__Your objective__
Could you render the entries from the line with "# target: concrete road barrier" up to and including the line with "108 66 L 121" as a Markdown table with the columns Row and Line, where Row gives the line's number and blank lines are left out?

__Task inputs__
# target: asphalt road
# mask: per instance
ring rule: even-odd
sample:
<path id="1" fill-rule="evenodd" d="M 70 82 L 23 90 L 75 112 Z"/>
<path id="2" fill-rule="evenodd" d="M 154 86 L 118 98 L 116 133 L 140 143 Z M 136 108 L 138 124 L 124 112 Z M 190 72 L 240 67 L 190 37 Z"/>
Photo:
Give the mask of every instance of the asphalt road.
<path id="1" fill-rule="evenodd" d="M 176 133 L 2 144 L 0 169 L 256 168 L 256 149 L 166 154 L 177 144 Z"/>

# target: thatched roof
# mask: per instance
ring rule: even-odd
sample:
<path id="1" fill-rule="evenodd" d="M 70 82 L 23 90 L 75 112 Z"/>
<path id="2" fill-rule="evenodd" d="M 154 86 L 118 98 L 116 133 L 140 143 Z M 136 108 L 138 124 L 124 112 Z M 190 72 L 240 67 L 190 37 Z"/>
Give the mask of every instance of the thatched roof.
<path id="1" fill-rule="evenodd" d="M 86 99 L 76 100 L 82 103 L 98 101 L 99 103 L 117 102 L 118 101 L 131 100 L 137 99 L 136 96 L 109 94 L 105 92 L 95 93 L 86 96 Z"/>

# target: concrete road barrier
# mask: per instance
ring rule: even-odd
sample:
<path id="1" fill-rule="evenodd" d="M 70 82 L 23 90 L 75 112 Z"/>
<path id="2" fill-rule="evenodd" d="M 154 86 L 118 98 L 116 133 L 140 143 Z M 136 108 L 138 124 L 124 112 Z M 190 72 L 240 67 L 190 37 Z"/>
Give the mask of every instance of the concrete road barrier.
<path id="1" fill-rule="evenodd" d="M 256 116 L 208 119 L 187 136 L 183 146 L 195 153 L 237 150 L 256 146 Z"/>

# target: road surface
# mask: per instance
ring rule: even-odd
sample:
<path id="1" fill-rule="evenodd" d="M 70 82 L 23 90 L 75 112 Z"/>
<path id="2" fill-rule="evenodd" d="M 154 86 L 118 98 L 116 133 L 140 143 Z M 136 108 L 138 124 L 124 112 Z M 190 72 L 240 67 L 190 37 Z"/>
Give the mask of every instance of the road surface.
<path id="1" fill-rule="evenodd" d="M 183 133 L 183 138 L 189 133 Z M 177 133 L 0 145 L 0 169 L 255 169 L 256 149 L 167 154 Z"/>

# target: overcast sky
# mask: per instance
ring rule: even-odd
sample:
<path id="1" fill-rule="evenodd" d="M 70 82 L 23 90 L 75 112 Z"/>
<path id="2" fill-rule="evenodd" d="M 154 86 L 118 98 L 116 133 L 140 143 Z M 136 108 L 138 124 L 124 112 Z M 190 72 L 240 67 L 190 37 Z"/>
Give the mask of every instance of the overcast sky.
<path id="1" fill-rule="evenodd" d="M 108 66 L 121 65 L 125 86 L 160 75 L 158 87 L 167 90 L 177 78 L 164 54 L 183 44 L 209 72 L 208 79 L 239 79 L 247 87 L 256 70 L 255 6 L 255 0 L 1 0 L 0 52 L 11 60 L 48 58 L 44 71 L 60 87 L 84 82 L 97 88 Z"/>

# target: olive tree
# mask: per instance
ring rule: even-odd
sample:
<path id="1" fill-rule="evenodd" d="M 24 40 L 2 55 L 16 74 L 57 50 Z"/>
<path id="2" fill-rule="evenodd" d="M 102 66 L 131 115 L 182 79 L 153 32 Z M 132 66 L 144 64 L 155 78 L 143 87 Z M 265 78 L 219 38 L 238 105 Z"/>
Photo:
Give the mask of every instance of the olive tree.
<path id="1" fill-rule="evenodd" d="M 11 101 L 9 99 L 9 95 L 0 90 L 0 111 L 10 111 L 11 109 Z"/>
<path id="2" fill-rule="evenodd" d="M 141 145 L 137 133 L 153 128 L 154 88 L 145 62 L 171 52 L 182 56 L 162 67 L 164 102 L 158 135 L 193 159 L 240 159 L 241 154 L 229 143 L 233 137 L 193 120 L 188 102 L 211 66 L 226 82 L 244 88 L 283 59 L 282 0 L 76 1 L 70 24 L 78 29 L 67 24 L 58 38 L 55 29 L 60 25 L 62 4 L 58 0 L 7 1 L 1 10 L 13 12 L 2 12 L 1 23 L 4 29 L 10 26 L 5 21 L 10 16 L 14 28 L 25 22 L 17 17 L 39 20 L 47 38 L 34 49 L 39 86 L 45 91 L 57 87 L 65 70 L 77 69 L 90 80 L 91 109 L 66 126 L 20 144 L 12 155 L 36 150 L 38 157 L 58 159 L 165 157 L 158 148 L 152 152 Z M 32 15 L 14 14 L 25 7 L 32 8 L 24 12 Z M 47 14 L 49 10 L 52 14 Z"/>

__Exercise result__
| Row | Line |
|---|---|
| 1 | # target: concrete road barrier |
| 2 | # mask: per instance |
| 3 | ring rule: even-odd |
| 4 | sample: |
| 5 | <path id="1" fill-rule="evenodd" d="M 70 82 L 23 90 L 75 112 Z"/> |
| 6 | <path id="2" fill-rule="evenodd" d="M 154 86 L 118 98 L 116 133 L 140 143 Z M 136 108 L 138 124 L 124 112 Z M 190 72 L 240 67 L 190 37 Z"/> |
| 7 | Give the mask of every instance of the concrete road barrier. |
| 8 | <path id="1" fill-rule="evenodd" d="M 256 116 L 208 119 L 187 136 L 183 146 L 195 153 L 237 150 L 256 146 Z"/> |
| 9 | # target: road surface |
| 10 | # mask: per instance |
| 11 | ring rule: even-odd |
| 12 | sample: |
| 13 | <path id="1" fill-rule="evenodd" d="M 70 82 L 23 90 L 75 112 Z"/> |
| 14 | <path id="2" fill-rule="evenodd" d="M 154 86 L 118 98 L 116 133 L 140 143 Z M 136 108 L 138 124 L 124 112 Z M 190 72 L 240 67 L 190 37 Z"/> |
| 15 | Give the mask of every instance of the road surface. |
| 16 | <path id="1" fill-rule="evenodd" d="M 183 133 L 183 138 L 189 133 Z M 177 133 L 0 145 L 0 169 L 255 169 L 256 149 L 167 154 Z"/> |
| 17 | # target: overcast sky |
| 18 | # mask: per instance |
| 19 | ring rule: even-odd |
| 20 | sample: |
| 21 | <path id="1" fill-rule="evenodd" d="M 70 82 L 23 90 L 75 112 Z"/> |
| 22 | <path id="2" fill-rule="evenodd" d="M 154 86 L 118 98 L 116 133 L 140 143 Z M 136 108 L 138 124 L 124 112 Z M 190 72 L 240 67 L 190 37 Z"/> |
| 23 | Give the mask of every instance of the overcast sky. |
| 24 | <path id="1" fill-rule="evenodd" d="M 108 66 L 121 65 L 125 86 L 160 75 L 158 87 L 167 90 L 177 78 L 164 54 L 183 44 L 209 72 L 208 79 L 239 79 L 247 87 L 256 70 L 255 6 L 255 0 L 1 0 L 0 52 L 11 60 L 48 58 L 44 71 L 60 87 L 84 82 L 97 88 Z"/> |